(Region pointing data)
»»

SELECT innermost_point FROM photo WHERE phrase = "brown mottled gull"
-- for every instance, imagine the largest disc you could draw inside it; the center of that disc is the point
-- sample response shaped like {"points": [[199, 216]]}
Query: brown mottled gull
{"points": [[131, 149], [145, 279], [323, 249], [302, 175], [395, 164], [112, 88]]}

««

# What to produce:
Return exactly the lines from the line bearing "-- sample response" to the end of the records, inclusive of both; include no other lines.

# Your response:
-- sample response shaped like {"points": [[199, 216]]}
Query: brown mottled gull
{"points": [[131, 149], [145, 279], [323, 249], [302, 175], [395, 164], [112, 88]]}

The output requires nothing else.